> _DATASET CONTENT_:
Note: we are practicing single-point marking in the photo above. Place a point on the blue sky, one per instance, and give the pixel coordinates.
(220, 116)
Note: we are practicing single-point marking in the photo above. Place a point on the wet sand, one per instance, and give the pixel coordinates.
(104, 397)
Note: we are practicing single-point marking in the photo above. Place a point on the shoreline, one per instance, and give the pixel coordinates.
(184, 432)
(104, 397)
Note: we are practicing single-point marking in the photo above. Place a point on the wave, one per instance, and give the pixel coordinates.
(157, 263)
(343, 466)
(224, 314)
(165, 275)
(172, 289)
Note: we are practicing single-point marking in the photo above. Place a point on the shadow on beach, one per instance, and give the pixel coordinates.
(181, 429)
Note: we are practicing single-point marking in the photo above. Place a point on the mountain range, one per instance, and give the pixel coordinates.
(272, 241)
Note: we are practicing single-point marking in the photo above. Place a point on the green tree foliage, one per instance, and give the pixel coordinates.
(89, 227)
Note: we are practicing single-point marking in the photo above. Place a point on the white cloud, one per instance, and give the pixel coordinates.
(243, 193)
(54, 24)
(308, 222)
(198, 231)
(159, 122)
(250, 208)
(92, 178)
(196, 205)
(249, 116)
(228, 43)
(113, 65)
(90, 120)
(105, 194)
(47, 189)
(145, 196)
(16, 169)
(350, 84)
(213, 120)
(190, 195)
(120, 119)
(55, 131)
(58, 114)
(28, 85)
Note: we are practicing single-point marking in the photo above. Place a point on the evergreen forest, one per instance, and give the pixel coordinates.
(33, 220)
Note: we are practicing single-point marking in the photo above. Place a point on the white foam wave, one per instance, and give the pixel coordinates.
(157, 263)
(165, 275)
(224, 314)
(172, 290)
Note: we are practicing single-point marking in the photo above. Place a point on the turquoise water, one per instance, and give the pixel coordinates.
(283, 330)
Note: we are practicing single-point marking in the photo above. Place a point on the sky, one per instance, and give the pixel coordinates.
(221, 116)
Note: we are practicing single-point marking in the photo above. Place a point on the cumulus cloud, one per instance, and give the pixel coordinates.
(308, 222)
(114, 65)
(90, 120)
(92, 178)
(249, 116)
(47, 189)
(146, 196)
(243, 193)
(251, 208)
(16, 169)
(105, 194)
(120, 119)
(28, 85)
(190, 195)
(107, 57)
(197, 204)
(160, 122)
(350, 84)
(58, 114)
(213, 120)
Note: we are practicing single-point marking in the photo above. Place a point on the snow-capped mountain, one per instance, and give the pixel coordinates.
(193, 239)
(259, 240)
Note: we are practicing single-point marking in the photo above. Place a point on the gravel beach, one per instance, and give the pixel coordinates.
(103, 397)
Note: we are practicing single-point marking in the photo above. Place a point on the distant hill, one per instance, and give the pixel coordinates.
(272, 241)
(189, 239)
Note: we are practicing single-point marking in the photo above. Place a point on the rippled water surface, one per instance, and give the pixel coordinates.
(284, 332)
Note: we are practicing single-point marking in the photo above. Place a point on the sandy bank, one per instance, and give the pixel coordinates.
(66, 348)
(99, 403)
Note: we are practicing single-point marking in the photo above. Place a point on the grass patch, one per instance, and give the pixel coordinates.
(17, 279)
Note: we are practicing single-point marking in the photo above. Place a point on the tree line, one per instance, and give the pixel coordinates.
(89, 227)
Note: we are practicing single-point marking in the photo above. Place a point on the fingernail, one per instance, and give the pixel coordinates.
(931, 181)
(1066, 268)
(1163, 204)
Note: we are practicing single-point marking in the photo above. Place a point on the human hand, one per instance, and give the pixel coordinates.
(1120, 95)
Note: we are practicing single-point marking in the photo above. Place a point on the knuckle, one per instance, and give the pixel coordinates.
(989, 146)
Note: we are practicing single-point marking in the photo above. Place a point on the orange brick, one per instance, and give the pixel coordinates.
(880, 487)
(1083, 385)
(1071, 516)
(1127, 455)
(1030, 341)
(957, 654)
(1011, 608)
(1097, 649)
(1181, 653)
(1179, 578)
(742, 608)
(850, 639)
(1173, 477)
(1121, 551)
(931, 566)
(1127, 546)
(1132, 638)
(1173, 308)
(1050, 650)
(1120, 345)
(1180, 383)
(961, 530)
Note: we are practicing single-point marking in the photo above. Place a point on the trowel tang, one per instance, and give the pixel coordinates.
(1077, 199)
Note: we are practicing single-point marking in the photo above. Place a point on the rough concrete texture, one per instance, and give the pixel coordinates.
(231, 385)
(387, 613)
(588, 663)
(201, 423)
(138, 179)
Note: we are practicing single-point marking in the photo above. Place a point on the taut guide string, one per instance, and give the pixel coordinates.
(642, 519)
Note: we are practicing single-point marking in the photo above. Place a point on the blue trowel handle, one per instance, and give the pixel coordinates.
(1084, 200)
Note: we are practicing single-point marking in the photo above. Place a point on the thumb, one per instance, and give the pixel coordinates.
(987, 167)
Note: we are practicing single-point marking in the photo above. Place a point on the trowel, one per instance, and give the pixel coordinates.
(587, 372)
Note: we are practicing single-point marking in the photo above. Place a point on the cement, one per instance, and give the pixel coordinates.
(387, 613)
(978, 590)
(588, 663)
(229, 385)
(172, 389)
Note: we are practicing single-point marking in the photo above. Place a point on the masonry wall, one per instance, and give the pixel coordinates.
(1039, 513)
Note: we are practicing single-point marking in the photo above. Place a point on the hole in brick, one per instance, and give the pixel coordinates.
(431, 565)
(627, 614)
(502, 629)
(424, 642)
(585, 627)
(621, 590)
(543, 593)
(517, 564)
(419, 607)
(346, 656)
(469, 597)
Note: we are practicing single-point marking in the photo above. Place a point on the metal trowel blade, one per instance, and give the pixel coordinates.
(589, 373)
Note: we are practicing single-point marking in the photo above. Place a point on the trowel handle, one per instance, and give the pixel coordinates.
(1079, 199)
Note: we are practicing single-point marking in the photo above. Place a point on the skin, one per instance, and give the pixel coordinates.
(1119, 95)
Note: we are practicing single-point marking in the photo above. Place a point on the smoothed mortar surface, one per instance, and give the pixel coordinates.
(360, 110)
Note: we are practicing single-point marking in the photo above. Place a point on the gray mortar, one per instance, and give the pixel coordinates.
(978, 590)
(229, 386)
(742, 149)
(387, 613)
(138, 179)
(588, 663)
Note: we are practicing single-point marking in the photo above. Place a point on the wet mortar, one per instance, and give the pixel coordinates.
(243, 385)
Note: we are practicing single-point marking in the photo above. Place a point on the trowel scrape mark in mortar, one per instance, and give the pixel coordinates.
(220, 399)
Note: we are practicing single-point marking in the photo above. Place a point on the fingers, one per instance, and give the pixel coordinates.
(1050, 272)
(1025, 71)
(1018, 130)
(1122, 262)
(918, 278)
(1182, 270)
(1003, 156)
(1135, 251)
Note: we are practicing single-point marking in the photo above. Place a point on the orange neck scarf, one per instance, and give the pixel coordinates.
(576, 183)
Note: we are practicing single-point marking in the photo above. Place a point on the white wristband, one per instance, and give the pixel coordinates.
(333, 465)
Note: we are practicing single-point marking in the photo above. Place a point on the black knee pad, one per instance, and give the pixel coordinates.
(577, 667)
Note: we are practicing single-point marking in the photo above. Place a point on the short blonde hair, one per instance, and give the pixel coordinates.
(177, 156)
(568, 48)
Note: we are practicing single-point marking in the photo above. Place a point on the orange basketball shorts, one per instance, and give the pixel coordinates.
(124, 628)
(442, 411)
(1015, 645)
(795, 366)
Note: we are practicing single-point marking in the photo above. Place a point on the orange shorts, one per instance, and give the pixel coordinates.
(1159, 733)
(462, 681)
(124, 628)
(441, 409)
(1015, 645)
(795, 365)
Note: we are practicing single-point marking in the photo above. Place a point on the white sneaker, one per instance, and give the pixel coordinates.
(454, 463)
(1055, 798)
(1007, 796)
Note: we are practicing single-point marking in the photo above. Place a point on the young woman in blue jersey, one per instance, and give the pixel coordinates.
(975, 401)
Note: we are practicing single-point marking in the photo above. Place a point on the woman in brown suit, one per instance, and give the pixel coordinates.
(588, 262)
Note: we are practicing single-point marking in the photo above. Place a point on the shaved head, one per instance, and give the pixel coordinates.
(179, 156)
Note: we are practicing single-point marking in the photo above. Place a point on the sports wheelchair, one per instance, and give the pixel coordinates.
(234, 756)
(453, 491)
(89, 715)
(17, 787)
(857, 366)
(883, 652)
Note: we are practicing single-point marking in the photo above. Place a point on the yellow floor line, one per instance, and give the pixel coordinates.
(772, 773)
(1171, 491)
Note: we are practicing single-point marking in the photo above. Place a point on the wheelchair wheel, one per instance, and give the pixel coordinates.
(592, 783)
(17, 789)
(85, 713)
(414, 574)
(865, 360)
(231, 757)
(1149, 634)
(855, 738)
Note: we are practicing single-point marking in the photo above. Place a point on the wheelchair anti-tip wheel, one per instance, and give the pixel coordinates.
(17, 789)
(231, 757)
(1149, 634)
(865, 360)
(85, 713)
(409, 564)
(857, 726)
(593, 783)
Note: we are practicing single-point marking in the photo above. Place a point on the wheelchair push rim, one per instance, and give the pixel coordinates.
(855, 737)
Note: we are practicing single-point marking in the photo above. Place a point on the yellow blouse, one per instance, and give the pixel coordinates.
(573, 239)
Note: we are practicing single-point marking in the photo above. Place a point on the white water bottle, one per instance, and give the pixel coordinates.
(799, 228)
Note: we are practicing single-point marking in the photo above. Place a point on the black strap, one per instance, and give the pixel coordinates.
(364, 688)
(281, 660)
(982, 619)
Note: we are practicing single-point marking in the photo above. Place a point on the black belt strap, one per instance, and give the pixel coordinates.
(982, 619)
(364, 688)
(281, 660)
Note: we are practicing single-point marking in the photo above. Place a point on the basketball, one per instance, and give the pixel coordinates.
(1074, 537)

> _WHAT THE EXERCISE ASKS_: There is one span to return: the line holding "the yellow floor" and every line after it through the end of the listing above; please give it exactly and add nothing.

> _RESPONSE AREA_:
Note: we are practicing single-point marking in the photo above. Place a point on the yellow floor line, one per instance, and give the pixel coordinates.
(772, 773)
(1171, 491)
Note: we are practicing single-point marking in the photo above. Place a point on the wheelchair wheel, one per instance, and give the pixel coordinates.
(592, 783)
(17, 789)
(85, 713)
(414, 574)
(865, 360)
(231, 757)
(1149, 634)
(855, 738)
Note: we are practicing single-point marking in the photo above. Place a point on the wheelchair anti-tip wheel, one per instance, and give the pixel coordinates.
(17, 789)
(231, 757)
(1149, 634)
(865, 360)
(85, 713)
(409, 564)
(857, 726)
(593, 783)
Note: we are practicing single-point marking in the photo above. Place a point on the wheelchair push rim, one per instance, and give the pixel coordinates.
(855, 737)
Note: we are practicing single-point marking in the photo above. Place a point on the yellow blouse, one per instance, and give the pixel coordinates.
(573, 239)
Note: we are practicing single-point marking in the photo above. Place a point on the white water bottle, one per instance, and give the pixel coordinates.
(799, 228)
Note: we are practicing single-point marking in the photo above. Place a point on the black strap, one per instance, and give the pixel coordinates.
(364, 688)
(281, 660)
(982, 619)
Note: we are practicing single-point marking in the photo above. Place a point on the black belt strap, one per instance, and give the pixel coordinates.
(982, 619)
(364, 688)
(281, 660)
Note: we are practicing single-point marking in the photo above. Place a point on the basketball, one per instance, and give the pixel coordinates.
(1074, 537)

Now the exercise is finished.